Exercise description: Return, without changing a single character, the part of the entries below that opens with the line containing "the sewing machine in" and runs through the last line of the entries.

Available data:
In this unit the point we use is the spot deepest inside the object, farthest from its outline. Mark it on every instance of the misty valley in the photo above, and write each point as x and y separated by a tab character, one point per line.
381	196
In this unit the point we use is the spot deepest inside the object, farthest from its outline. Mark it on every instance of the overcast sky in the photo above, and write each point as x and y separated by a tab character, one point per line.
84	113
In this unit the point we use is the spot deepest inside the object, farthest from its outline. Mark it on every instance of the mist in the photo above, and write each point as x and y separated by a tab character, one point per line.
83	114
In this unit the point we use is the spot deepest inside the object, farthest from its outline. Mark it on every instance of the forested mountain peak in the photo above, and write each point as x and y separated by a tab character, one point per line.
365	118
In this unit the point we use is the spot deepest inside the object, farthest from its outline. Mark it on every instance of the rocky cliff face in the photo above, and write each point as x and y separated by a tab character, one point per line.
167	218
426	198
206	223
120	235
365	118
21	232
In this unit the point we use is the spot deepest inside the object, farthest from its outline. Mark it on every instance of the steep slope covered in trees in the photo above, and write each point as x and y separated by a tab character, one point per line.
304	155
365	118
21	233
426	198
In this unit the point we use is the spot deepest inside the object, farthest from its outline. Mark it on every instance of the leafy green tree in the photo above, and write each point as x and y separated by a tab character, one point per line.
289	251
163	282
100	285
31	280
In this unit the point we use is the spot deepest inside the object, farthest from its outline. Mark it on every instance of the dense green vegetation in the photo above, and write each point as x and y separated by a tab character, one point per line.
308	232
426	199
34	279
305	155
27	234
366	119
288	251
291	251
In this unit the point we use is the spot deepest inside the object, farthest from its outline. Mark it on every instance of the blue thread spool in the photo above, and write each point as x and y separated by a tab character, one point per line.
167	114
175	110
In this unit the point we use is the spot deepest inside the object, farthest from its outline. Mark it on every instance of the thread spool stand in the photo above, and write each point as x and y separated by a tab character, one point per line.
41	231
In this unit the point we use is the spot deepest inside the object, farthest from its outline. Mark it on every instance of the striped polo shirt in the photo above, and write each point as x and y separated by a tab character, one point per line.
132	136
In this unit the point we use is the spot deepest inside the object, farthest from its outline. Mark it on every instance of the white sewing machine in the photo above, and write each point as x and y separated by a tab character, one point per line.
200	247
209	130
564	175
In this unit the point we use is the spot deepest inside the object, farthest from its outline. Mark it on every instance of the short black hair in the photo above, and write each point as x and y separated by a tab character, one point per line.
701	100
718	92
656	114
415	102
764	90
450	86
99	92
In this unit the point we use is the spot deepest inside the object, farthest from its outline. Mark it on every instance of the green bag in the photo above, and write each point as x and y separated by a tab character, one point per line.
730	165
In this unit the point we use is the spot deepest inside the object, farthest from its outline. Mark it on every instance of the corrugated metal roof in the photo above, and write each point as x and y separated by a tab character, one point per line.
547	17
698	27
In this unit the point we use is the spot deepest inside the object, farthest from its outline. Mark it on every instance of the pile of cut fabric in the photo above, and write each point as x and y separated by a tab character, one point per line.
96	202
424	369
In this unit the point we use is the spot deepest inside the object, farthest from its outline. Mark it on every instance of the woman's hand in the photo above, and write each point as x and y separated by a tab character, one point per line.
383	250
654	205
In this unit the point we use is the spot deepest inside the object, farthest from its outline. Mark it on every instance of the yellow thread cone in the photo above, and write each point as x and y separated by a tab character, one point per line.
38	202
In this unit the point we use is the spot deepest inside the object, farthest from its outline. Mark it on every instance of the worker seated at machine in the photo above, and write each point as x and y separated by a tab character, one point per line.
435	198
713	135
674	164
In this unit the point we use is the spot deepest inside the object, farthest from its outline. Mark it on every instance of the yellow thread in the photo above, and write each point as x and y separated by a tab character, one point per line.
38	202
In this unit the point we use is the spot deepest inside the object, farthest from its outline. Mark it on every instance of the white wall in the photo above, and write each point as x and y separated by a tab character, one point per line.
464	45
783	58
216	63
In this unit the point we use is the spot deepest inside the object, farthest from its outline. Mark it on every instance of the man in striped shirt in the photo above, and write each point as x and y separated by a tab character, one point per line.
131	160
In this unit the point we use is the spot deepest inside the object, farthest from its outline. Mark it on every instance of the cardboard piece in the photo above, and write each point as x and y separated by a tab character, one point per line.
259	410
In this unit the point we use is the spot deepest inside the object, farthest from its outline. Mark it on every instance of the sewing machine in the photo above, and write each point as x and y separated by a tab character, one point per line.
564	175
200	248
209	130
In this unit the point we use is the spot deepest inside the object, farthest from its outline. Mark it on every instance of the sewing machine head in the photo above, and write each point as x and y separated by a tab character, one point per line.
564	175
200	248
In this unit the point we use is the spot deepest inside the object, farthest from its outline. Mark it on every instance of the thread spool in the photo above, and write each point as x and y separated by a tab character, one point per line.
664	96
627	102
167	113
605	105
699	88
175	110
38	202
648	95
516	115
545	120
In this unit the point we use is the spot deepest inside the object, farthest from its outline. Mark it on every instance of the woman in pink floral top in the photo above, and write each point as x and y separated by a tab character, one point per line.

Exercise output:
In this unit the point we use is the spot deepest inside the object, farthest from its outline. Mark it on every instance of the sewing machine in the photo above, and write each point as x and y separated by a tab character, one point per line.
564	175
200	248
209	130
In this unit the point we use is the spot deepest inside the object, farthest from its outline. Mark it on every instance of the sewing machine head in the photo above, and write each point as x and y separated by a tab character, one point per line.
564	175
200	248
In this unit the point we use is the spot deepest inside the object, farthest from its outline. Mark it on every instance of the thread spool in the photo above, and write each point as x and y separated by a tab character, one point per line.
664	96
627	102
167	113
605	105
699	88
175	110
38	202
648	95
516	115
545	120
In this unit the point we use is the spot deepest inside the object, farthest from its outline. Mark it on every instance of the woman in pink floral top in the photo above, and write each point as x and y separated by a tab character, one point per line.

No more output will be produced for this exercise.